- GOAL: Reproduce the following items verbatim, starting with the line that contains "Mark each instance of the pearl choker" and continuing through the line that contains "x=929 y=691".
---
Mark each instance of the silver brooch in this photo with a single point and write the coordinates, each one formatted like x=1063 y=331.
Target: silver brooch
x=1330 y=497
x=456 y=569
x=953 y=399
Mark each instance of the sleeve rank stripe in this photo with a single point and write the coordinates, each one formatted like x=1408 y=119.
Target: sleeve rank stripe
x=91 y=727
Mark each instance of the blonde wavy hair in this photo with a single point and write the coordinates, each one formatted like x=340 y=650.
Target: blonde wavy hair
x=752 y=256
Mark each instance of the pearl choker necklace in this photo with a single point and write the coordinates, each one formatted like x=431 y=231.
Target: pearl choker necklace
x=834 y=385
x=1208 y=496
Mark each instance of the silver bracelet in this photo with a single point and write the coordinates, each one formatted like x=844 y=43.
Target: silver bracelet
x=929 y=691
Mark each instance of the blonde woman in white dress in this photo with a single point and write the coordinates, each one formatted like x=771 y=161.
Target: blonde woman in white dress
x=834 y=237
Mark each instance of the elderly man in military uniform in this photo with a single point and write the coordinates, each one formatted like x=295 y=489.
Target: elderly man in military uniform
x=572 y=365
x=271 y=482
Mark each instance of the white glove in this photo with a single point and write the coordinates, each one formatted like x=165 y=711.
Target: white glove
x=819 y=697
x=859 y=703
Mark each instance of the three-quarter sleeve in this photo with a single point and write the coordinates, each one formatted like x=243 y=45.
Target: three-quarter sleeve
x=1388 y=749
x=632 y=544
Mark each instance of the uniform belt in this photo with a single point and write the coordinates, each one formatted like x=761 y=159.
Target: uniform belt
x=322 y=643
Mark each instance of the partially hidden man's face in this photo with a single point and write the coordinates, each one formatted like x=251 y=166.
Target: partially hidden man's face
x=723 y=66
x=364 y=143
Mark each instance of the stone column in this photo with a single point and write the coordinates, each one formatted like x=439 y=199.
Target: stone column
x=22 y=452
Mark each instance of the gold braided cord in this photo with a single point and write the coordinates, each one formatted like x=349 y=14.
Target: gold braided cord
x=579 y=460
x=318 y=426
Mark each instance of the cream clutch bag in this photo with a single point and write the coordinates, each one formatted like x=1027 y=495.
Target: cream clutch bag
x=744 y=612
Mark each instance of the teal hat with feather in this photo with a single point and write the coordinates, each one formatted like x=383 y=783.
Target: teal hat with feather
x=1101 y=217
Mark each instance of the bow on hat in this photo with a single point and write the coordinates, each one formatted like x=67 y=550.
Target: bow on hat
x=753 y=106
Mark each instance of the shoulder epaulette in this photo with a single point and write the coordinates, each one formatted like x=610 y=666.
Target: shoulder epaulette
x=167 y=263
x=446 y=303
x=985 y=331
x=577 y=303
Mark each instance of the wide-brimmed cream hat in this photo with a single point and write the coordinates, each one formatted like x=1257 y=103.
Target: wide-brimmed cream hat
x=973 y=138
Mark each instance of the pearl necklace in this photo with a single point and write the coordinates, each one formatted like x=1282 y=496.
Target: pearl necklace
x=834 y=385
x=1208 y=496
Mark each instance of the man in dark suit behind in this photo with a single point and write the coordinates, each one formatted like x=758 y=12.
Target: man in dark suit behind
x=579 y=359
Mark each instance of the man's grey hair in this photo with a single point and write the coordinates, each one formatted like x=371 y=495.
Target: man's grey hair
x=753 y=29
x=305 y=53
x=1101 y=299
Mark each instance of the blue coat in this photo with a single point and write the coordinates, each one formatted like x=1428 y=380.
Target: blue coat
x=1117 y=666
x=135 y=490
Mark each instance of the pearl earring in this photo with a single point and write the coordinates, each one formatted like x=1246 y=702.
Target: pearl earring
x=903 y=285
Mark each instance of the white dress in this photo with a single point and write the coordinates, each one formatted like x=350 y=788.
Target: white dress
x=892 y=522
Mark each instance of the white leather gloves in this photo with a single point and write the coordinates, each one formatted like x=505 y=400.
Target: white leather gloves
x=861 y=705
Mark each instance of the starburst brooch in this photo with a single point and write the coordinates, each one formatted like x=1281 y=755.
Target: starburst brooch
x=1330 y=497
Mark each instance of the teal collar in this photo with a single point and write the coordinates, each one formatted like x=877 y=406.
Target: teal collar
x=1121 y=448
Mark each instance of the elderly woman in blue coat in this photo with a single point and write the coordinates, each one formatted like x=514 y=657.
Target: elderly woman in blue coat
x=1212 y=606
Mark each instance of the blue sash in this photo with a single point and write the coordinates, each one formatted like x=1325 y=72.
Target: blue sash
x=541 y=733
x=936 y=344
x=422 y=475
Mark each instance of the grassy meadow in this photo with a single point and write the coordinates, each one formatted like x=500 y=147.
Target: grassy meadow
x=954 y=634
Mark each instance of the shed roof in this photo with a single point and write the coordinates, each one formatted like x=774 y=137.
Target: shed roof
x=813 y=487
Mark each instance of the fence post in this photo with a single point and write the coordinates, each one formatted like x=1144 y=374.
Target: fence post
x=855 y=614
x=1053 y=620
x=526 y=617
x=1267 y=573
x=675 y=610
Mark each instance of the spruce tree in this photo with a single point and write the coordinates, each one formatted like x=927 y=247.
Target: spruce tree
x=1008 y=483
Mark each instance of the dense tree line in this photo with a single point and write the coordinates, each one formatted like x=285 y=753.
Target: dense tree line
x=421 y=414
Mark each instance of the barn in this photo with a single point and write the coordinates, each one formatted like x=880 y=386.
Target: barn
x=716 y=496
---
- RESPONSE:
Mark each instance of the pearl choker necklace in this photo with a single point and write the coordinates, each one formatted like x=431 y=231.
Target: pearl choker necklace
x=834 y=385
x=1208 y=496
Mark each instance of the silver bracelet in this photo with a single point and write the coordinates, each one formatted like x=844 y=43.
Target: silver bracelet
x=929 y=691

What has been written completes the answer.